WRITTEN TASK>
Reproduce verbatim the lines of the listing below, starting at the line containing "finger, it would be much appreciated." and ending at the line containing "POLYGON ((91 54, 91", both included.
-- START ENTRIES SHOWN --
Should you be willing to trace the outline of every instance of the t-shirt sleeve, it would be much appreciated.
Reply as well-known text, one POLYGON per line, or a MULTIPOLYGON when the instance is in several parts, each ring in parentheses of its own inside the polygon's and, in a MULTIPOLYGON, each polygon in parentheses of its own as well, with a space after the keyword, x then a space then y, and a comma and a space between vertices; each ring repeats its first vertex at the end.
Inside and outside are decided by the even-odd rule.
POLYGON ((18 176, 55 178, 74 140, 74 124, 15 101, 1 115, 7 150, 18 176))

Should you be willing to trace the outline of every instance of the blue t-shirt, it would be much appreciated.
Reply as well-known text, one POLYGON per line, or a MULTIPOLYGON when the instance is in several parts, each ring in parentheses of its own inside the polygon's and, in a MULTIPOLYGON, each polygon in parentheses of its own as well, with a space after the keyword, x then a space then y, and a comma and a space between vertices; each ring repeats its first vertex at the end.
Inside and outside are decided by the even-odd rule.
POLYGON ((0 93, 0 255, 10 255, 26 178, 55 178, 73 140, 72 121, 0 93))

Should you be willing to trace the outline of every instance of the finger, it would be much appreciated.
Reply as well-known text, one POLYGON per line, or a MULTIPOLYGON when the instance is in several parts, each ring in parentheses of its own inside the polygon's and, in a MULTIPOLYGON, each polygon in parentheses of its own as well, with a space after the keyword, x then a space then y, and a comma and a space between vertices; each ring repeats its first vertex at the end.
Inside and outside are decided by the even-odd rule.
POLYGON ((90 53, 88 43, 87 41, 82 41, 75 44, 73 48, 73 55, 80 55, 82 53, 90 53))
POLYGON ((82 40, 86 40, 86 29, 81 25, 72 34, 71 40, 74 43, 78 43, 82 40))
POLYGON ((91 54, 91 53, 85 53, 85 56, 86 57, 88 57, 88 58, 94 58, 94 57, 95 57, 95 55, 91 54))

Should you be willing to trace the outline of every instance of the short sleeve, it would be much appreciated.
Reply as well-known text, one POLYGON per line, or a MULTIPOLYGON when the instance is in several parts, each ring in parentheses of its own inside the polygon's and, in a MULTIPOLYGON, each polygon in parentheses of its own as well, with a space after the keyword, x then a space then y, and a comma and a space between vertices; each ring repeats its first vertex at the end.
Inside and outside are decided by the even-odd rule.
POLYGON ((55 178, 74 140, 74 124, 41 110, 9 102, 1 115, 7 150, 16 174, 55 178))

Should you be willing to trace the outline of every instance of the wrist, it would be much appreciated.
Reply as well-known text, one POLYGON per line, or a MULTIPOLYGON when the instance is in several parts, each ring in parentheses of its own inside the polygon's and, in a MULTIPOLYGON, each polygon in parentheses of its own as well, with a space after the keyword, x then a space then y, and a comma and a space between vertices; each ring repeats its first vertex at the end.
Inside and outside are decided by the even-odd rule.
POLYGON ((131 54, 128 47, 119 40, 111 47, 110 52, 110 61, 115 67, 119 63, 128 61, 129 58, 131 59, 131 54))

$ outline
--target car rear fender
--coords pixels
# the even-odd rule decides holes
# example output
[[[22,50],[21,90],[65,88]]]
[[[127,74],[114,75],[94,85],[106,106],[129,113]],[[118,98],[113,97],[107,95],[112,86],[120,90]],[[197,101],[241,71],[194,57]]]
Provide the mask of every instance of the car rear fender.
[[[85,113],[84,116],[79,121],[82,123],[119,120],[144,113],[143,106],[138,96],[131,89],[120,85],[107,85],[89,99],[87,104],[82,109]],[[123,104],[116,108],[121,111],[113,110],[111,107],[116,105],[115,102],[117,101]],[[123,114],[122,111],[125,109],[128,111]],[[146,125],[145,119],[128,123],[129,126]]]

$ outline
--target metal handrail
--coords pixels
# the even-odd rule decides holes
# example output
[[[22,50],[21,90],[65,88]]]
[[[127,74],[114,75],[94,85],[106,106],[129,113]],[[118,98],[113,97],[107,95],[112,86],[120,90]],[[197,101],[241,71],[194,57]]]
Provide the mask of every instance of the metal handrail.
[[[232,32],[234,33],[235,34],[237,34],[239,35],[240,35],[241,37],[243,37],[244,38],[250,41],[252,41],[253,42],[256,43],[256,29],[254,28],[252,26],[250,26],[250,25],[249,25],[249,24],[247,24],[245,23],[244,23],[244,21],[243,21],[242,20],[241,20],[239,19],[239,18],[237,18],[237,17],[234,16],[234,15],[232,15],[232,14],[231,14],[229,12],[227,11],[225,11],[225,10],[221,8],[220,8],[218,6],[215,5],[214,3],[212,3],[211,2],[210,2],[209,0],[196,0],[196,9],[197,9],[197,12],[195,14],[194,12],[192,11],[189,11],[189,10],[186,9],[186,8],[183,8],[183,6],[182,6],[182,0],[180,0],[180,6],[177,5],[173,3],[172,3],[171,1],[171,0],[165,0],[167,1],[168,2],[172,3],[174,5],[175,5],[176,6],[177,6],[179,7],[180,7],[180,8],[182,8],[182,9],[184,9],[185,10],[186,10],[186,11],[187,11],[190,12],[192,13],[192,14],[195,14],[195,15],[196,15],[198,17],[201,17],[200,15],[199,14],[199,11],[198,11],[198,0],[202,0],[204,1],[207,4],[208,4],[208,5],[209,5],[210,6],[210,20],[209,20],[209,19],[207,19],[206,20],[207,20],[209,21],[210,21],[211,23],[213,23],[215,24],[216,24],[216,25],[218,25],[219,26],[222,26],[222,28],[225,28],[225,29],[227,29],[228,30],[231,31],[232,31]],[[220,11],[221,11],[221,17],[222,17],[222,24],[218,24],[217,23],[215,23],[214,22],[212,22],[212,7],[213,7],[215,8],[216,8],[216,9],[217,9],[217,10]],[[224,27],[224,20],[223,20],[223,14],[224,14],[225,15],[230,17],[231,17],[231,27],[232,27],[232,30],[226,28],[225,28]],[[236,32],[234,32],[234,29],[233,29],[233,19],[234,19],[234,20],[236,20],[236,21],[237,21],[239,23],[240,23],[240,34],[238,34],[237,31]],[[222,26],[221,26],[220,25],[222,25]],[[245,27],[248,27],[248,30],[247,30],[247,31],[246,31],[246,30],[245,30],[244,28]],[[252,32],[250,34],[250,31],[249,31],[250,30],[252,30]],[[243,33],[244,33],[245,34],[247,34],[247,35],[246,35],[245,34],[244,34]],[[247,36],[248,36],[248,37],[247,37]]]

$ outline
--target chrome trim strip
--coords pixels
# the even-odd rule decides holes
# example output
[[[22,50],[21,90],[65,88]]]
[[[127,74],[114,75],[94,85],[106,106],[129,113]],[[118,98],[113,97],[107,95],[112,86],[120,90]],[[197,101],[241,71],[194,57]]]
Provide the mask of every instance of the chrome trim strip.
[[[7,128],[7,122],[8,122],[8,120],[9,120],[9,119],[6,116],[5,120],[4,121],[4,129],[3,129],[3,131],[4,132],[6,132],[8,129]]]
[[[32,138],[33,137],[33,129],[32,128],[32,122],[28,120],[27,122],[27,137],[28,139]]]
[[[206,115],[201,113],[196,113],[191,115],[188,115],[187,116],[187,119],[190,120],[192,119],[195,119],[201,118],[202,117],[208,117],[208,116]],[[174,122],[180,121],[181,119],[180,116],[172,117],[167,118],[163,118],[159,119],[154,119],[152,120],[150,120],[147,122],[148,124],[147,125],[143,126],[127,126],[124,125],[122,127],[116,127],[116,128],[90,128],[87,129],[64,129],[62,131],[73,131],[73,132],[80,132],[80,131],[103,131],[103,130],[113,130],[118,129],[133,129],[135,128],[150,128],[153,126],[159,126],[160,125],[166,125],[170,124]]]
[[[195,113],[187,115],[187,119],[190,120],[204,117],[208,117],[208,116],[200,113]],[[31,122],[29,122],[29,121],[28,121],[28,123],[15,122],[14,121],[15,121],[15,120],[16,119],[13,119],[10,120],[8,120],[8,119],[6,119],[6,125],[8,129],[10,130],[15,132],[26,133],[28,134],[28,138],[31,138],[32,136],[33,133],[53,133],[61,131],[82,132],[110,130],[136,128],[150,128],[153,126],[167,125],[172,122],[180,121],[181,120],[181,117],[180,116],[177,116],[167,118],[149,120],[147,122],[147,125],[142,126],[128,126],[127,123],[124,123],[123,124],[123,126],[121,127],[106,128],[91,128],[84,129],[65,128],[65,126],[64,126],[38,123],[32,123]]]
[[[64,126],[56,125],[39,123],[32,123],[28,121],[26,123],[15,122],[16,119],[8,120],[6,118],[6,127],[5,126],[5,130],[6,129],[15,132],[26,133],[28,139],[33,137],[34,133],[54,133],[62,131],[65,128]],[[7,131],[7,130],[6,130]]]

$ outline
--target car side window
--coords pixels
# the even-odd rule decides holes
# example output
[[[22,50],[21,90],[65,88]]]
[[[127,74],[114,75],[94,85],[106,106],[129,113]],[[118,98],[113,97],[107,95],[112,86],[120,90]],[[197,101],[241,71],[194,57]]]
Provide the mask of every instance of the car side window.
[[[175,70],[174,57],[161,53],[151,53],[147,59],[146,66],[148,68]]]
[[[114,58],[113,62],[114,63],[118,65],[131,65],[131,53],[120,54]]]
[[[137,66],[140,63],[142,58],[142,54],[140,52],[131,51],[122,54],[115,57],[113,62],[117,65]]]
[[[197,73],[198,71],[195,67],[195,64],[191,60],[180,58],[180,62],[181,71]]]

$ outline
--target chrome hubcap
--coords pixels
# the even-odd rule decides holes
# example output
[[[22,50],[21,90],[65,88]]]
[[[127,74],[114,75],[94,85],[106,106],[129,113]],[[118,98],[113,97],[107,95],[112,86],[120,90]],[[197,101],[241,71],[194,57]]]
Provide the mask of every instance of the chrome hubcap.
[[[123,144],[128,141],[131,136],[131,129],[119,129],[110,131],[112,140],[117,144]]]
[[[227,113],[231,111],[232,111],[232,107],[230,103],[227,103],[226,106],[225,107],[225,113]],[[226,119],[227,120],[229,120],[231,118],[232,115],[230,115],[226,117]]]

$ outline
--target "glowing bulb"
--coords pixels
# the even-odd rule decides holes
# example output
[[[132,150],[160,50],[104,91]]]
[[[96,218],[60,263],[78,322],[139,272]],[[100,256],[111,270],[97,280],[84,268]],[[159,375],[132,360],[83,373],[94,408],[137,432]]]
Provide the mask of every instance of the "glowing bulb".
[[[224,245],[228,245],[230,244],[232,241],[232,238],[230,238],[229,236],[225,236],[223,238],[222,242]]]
-- END ENTRIES SHOWN --
ANSWER IN FULL>
Should you be willing to trace the outline of every instance of the finger, it would be much appreciated.
Reply as well-known text, one POLYGON per line, or a MULTIPOLYGON when the instance is in several parts, each ring in parentheses of its own inside the polygon's and, in a MULTIPOLYGON, each polygon in parentheses of its own as well, with a space after the keyword, x then a space then y, and a comma and a space between vertices; each ring repeats its first vertex at the end.
Inside and outside are decided by the even-odd rule.
POLYGON ((90 53, 88 43, 87 41, 82 41, 75 44, 73 48, 73 55, 80 55, 82 53, 90 53))
POLYGON ((82 40, 86 40, 86 29, 81 25, 72 34, 71 40, 74 43, 78 43, 82 40))
POLYGON ((91 54, 91 53, 85 53, 85 56, 86 57, 88 57, 88 58, 94 58, 94 57, 95 57, 95 55, 91 54))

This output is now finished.